***** Page extract

Her dad’s symptoms were far from mild — they were horrific, and left her and the rest of her COVID-negative family incapacitated.
Although his symptoms presented themselves as what can be characterized as “mild”: headaches, body aches, fever, chills, distorted taste, and muscle weakness, his illness progressed to pneumonia, causing his body to battle that sickness first, and leaving COVID-19 to violently takeover.
I’ve never seen my best friend so upset when she FaceTimed me to tell me her dad was in the hospital a few days after his symptoms set in, and I’ve never been at such a loss of words to help.
Thankfully, once the pneumonia was treated her dad was able to recover, but her family is left traumatized and fearful of contracting the virus again.
Although I’ve been following all social distancing protocols in my area, my best friend’s experience was a wake-up call. I’m scared that if I somehow contract the virus I’ll give it to my mom, who still has a terrible cough from having pneumonia 10 years ago, or my sister, who struggles with an autoimmune disease.
I’m scared that her experience will become my own.
When I was in second-year I took a course called Narratives of Health. It explored the stark realities of those living with disabilities and sickness: how they cope and how they grapple with healing.
One reading that particularly caught my attention was Johanna Hedva’s “Letter to a Young Doctor”. Hedva identifies it as “An epistolary essay on the terms of engagement between patient and doctor”, but perhaps a more poignant characterization is her other identification: “A document of emergency”.
The letter is a response from Hedva to a young doctor named Erica, someone who wrote:
“I am someone who will soon be a physician attempting to care for people, and yet I find that I still don’t know what healing means”.
“You asked me a lot of questions in your letter, and they all felt like questions I ask myself. They seem to be variations of asking, “What are we going to do?” which I think is the same as asking, “How can we heal?”

**********
***** Listed records

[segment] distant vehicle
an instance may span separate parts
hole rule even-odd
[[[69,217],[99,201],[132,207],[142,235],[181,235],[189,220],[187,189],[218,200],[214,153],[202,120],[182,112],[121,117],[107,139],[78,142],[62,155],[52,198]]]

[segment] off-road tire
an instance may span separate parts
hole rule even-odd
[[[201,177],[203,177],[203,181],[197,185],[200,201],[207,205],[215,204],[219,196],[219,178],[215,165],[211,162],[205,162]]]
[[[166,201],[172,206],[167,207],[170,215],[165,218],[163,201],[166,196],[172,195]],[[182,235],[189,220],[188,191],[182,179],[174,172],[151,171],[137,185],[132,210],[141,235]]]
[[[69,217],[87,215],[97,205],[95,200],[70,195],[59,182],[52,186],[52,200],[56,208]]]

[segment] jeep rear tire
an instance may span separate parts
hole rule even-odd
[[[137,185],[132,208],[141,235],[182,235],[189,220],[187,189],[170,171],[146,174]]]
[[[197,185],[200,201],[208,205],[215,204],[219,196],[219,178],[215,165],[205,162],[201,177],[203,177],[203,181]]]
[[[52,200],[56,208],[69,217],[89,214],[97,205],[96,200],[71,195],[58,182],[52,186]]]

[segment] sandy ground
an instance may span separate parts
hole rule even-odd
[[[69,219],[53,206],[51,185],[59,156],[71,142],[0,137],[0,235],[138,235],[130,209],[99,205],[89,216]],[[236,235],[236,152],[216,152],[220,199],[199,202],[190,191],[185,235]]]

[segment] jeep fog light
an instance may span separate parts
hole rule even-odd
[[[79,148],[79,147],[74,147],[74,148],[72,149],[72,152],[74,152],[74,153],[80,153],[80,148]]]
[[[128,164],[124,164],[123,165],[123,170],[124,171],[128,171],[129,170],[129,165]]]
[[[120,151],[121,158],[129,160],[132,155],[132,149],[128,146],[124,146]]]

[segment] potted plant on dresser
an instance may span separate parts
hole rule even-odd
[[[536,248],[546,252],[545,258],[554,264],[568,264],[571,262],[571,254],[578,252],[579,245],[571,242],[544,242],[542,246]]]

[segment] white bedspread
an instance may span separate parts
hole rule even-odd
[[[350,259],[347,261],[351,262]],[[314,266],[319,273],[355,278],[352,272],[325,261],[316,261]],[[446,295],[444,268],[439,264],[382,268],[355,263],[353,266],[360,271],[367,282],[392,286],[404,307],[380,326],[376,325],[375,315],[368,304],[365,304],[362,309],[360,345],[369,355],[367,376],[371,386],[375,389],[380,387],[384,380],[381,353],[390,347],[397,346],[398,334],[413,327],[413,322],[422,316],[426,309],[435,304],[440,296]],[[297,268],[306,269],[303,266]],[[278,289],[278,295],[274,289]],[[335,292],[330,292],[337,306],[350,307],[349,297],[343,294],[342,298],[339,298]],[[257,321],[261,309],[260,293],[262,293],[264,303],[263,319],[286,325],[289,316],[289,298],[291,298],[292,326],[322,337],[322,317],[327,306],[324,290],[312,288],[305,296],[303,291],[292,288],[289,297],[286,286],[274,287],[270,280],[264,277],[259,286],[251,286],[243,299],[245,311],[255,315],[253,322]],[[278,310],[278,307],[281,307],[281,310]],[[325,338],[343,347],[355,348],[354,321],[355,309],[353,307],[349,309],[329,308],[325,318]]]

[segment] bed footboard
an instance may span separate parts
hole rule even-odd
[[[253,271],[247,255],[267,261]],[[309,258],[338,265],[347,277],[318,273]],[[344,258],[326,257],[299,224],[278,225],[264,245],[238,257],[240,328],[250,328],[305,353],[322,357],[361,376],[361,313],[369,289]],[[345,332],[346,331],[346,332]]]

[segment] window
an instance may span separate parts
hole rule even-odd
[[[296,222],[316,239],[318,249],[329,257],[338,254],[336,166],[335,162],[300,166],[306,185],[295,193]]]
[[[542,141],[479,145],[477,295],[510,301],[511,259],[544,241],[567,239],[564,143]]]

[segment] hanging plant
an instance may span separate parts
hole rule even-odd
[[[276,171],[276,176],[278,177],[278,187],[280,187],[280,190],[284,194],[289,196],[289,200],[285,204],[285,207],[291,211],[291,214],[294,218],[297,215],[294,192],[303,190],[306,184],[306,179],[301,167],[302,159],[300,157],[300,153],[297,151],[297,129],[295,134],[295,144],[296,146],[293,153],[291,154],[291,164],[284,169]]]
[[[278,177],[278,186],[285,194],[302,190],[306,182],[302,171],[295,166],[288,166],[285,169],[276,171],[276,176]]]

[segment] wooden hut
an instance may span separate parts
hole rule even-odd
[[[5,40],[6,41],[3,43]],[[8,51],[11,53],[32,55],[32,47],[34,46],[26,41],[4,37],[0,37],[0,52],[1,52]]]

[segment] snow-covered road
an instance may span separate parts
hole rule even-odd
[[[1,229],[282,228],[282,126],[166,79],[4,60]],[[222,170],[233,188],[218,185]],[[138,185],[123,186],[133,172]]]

**********

*Assigned task 1*
Say whether each statement agrees with the essay about the friend's father and COVID, answering yes or no and quoting the words of the essay that settle it: (a) The friend's father developed pneumonia. (b) The writer's mother has an autoimmune disease. (c) The writer took Narratives of Health in first year.
*Assigned task 2*
Write the next part of the essay about the friend's father and COVID, picking up right after its last sentence.
The items aren't needed for any of this.

*Exercise result 1*
(a) Yes: "his illness progressed to pneumonia"
(b) No: "my sister, who struggles with an autoimmune disease"
(c) No: "When I was in second-year I took a course called Narratives of Health."

*Exercise result 2*
“How can we heal?”, not just in the medical sense, but in the emotional sense, seems to be a question we’re all struggling to answer these days.
Hedva goes on to explain her experience with one doctor, how during an extreme panic attack, she was able to calm down. Not because the doctor “treated” her, but put himself on the same plane.
Her panic attack had started because she couldn’t explain how Van Gogh committed suicide, a story she notes she “[knew] by heart, so forgetting it alarmed [her]”. The doctor told her “he’d recently seen a Van Gogh exhibition, and was surprised at how small the canvases are, just this big, and how yellow and vibrant the suns and flowers are”.
It was this interaction that made her trust him, and so she was able to pull herself out.
She concludes her essay to Erica by writing:
“If I ever find myself sitting across from you, in an ER, or a clinic, or in your private practice, while you observe my presenting symptoms, categorize what you see according to your encyclopedic knowledge, mentally summarize my problems into diagnoses and possible etiologies and treatments, and speak to me of your “plan of attack,” or how we’re going to “beat this thing,” I hope that you might also speak to me of flowers and suns and the color yellow, and of the world being just this big, and of your optimism, and of my many pieces that are all somehow here, lingering, remembering, and of some ways we might start putting things together, again, or for the first time, or letting them stay in pieces, just honoring that they are here, that you are here, and so am I”.
“How can we heal?” I hardly have the answers. But what Hedva is calling for in her letter to doctors, and can apply to all of us during this time, is empathy.
We’re all going through something these days. And I wish healing was linear. But maybe the best place to start is sitting with each other's pieces, and honouring them, and trusting that we will get through this together.
This article was written with the help and permission of my best friend, and I thank her for letting me share her story.